WORK TASK -> List each line of the records containing the string "positive", copying every such line in full.

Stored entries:
================================

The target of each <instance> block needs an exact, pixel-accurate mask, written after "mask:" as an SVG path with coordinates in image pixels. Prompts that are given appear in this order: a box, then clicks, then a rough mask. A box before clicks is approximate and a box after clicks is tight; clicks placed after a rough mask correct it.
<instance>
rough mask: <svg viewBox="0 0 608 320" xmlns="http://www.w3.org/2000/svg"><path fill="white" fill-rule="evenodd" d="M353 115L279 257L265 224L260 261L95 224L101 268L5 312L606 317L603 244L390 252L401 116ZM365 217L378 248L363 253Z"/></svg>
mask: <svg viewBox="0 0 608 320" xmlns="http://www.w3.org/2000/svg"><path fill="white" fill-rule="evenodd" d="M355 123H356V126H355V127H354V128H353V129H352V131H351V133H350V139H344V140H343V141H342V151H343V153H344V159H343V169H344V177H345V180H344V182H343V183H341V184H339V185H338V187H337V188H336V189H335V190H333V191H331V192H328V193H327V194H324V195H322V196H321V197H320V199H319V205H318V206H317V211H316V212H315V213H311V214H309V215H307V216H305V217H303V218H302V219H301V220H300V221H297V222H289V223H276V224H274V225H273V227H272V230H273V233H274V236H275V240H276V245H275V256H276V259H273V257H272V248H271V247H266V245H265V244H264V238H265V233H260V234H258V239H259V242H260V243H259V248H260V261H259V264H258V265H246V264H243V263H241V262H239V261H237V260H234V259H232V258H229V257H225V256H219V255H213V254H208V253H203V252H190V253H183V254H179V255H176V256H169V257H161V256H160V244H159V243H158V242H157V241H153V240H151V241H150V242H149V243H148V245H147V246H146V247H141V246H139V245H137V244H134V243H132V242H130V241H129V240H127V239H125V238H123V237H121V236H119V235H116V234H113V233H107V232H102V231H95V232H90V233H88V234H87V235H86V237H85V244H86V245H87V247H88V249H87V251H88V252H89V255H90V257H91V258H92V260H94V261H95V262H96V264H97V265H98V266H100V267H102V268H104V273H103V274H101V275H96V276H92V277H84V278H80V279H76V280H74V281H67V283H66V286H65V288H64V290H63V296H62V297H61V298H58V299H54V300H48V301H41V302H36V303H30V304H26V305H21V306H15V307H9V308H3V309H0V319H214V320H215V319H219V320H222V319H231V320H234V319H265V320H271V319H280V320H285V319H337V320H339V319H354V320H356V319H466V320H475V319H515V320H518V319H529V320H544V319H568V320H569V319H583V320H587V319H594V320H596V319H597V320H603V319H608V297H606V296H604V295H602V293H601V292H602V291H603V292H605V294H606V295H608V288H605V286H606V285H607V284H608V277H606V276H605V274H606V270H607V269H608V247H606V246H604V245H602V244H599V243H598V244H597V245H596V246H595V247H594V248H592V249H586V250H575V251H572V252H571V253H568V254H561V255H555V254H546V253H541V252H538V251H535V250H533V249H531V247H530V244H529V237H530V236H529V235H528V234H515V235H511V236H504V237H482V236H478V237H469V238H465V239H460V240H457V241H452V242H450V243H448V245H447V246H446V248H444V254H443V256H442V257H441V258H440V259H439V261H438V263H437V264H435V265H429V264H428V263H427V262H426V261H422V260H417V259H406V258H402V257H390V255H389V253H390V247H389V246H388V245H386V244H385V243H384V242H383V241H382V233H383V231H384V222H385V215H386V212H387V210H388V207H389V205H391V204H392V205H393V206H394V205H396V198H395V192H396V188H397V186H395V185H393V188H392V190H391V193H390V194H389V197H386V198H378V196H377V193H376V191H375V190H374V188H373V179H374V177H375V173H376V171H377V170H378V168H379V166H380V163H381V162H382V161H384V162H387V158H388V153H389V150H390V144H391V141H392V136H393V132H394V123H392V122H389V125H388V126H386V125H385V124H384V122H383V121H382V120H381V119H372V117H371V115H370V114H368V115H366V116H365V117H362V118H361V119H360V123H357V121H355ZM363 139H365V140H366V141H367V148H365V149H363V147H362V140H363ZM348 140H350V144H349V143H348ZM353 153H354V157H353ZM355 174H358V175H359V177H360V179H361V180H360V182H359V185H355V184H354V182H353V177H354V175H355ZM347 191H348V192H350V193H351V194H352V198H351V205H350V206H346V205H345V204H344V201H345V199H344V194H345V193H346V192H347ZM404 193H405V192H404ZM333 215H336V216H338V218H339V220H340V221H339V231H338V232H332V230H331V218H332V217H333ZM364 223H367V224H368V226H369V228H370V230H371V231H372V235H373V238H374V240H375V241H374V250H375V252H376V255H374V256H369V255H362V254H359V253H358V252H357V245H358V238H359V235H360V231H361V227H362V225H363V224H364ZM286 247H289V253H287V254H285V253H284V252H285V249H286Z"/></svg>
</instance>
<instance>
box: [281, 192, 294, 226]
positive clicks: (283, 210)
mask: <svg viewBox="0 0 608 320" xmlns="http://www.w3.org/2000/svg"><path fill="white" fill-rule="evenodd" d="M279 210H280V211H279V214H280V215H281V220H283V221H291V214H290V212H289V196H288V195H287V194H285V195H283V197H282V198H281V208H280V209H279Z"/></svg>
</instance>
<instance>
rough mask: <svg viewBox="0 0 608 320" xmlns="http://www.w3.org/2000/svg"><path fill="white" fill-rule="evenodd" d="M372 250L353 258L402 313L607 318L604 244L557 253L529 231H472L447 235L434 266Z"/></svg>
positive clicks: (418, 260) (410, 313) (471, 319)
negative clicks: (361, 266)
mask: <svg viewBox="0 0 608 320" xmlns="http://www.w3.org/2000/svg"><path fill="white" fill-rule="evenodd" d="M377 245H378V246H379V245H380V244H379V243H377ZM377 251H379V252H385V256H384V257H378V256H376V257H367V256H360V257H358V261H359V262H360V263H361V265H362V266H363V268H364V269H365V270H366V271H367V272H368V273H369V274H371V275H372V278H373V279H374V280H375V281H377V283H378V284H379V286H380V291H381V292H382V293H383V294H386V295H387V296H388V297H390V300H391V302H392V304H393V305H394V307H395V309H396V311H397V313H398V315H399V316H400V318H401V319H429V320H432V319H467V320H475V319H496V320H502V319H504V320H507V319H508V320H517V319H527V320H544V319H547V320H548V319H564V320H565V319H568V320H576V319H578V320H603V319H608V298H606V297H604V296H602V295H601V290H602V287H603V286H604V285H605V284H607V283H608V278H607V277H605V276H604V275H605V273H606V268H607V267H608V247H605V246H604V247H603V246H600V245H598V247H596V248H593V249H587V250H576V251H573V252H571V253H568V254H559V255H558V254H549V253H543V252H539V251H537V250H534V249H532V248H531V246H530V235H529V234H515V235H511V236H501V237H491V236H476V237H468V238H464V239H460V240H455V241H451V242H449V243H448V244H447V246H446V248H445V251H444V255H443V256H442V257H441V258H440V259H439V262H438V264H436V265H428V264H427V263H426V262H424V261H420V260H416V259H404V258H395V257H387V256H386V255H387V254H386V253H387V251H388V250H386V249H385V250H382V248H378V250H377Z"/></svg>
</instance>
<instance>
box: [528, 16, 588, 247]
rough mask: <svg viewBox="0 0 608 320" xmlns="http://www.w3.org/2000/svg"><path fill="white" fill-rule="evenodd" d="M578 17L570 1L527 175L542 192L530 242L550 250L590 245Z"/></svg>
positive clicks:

================================

SOLUTION FOR THIS TASK ->
positive clicks: (283, 210)
positive clicks: (418, 260) (410, 313) (471, 319)
positive clicks:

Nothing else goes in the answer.